**GIVEN TASK**
Can you put the lines of the listing below, between the line holding "In the picture above, where can the railway" and the line holding "(1208, 553)", inclusive, into a numbered list with any blank lines left out?

**PROVIDED ENTRIES**
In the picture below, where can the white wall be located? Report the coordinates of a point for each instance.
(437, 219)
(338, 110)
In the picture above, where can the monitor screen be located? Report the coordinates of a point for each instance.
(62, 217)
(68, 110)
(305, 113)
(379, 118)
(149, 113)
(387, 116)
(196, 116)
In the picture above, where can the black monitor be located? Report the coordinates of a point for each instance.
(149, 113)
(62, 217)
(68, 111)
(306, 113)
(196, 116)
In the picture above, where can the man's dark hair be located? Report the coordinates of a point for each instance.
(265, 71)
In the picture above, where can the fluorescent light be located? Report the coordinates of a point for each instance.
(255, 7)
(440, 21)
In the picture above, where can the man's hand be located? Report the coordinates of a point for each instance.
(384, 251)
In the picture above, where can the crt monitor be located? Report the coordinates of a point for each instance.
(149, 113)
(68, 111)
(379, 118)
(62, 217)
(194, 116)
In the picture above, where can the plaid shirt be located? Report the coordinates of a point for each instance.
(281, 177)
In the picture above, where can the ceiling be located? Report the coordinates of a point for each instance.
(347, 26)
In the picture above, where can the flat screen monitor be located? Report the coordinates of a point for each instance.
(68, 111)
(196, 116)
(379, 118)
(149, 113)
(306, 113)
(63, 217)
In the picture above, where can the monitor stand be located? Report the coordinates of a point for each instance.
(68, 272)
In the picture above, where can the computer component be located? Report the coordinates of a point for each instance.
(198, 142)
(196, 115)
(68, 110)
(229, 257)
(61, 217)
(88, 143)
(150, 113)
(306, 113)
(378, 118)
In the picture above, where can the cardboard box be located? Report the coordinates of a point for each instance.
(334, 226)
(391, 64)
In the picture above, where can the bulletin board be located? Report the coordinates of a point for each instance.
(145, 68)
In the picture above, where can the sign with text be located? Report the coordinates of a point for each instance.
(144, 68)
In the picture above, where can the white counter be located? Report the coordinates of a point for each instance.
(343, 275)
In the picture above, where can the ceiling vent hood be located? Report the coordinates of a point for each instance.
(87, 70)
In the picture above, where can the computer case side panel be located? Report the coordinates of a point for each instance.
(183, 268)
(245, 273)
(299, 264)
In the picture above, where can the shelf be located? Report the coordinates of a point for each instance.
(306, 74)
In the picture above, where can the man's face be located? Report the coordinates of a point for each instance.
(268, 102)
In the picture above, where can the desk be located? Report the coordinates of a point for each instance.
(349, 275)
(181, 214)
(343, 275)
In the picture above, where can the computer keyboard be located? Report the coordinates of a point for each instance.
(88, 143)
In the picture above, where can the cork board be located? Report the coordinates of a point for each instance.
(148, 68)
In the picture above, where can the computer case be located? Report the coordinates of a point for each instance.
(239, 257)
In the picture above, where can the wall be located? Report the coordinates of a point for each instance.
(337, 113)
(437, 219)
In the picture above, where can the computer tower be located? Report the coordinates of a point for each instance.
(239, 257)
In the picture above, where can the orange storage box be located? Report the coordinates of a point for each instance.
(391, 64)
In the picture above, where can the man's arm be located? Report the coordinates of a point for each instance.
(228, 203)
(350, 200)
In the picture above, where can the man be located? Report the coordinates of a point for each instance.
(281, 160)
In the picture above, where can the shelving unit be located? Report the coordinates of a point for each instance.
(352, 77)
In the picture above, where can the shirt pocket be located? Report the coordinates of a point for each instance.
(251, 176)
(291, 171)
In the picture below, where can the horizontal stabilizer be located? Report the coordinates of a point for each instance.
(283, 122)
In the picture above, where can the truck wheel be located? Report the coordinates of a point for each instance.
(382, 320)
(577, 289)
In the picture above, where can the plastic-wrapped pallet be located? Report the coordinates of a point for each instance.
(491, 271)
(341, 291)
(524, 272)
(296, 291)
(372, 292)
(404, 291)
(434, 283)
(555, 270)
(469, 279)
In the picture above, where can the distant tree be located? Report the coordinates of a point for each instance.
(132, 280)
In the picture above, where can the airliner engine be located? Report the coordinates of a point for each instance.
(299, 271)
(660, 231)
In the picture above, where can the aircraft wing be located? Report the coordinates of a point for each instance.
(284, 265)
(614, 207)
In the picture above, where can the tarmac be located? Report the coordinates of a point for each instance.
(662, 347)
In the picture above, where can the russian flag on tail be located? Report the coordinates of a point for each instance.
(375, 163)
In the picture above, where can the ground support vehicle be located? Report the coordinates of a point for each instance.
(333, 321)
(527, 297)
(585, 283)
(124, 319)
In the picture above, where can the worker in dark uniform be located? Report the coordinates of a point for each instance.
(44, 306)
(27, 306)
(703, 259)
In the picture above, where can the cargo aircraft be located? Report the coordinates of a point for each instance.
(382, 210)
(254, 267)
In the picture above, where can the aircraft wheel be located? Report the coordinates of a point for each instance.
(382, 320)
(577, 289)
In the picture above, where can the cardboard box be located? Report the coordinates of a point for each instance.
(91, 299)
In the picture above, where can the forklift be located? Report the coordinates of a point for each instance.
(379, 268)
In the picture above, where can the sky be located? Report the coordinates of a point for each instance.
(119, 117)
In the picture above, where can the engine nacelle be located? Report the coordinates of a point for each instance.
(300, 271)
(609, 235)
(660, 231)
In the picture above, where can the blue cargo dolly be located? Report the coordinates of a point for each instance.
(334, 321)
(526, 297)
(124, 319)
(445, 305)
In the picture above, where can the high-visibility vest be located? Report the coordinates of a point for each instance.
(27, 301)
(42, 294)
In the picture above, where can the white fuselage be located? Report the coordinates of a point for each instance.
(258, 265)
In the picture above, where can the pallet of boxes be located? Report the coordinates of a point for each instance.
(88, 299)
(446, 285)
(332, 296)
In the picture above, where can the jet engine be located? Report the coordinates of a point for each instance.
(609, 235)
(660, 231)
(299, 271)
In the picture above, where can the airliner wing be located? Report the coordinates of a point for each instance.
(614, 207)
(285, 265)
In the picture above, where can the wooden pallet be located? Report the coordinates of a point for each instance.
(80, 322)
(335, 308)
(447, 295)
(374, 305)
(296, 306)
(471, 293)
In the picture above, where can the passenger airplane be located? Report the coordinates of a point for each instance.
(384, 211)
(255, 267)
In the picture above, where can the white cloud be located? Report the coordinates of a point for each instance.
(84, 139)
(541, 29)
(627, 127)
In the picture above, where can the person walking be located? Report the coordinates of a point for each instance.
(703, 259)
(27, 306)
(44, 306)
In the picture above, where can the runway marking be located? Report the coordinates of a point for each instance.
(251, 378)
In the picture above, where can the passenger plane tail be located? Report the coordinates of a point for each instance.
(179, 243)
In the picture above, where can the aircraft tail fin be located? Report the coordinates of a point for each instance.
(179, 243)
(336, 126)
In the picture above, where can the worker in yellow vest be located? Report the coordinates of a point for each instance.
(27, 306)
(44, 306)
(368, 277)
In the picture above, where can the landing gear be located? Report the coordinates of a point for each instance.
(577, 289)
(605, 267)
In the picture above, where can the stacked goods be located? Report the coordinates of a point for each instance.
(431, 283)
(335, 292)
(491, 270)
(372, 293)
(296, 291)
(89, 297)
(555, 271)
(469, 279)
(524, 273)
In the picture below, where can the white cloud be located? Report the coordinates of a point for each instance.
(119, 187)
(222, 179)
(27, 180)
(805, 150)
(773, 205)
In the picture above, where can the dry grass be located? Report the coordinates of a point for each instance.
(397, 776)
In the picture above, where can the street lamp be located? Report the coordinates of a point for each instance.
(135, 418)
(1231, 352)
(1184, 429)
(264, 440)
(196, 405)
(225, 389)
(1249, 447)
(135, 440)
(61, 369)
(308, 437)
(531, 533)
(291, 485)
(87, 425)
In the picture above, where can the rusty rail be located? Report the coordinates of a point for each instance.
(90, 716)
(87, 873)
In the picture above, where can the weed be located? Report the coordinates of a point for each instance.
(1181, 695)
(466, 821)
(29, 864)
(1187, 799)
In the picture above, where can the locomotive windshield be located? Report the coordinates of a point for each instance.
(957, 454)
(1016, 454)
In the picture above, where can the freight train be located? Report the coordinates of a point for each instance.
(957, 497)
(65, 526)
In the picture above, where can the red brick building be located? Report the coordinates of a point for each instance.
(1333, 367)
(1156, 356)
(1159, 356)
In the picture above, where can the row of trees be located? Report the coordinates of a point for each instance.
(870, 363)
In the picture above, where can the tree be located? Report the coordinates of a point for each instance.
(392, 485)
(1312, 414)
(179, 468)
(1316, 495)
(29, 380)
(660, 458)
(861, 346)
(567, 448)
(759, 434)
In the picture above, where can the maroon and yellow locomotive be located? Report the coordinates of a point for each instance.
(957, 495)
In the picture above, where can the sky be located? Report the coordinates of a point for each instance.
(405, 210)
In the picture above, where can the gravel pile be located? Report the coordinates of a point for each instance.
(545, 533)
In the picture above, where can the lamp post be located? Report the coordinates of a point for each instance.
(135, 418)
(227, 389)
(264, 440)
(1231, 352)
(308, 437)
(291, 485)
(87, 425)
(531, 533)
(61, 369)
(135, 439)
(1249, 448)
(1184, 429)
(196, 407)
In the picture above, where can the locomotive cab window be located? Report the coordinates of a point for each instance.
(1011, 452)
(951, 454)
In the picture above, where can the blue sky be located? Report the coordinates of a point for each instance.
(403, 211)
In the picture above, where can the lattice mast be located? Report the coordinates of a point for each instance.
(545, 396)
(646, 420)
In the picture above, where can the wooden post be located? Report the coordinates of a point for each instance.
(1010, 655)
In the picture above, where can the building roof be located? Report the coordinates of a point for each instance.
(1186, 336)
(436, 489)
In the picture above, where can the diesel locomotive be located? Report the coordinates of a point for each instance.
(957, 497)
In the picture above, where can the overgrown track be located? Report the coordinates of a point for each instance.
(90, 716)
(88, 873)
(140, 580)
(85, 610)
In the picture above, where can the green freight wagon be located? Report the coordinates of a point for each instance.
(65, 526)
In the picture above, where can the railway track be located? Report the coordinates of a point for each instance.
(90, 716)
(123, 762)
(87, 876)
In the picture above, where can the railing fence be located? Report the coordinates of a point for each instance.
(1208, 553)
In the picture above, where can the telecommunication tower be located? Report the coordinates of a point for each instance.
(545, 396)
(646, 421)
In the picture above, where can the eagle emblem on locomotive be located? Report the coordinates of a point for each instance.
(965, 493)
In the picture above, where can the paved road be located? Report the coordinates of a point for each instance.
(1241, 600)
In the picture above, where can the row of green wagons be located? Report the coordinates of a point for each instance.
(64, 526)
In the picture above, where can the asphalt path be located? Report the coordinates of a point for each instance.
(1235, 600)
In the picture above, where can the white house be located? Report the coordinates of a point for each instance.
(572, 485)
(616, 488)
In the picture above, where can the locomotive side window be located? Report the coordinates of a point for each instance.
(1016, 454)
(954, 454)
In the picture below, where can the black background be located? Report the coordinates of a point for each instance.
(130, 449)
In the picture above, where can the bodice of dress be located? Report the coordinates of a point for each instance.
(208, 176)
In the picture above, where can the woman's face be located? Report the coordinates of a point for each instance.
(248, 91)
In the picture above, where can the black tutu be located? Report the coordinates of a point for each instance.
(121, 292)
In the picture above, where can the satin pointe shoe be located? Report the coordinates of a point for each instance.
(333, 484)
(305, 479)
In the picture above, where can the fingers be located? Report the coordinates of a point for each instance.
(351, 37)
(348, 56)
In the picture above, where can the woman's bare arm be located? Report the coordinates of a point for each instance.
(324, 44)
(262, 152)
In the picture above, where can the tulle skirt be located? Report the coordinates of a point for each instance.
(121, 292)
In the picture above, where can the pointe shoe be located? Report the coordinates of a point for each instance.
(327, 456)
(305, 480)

**CORRECT RESPONSE**
1. In the picture above, where can the railway track be located? Report the coordinates of a point for each instance.
2. (90, 716)
3. (123, 762)
4. (87, 876)
5. In the picture above, where can the railing fence be located? Report the coordinates of a point for each instance.
6. (1208, 553)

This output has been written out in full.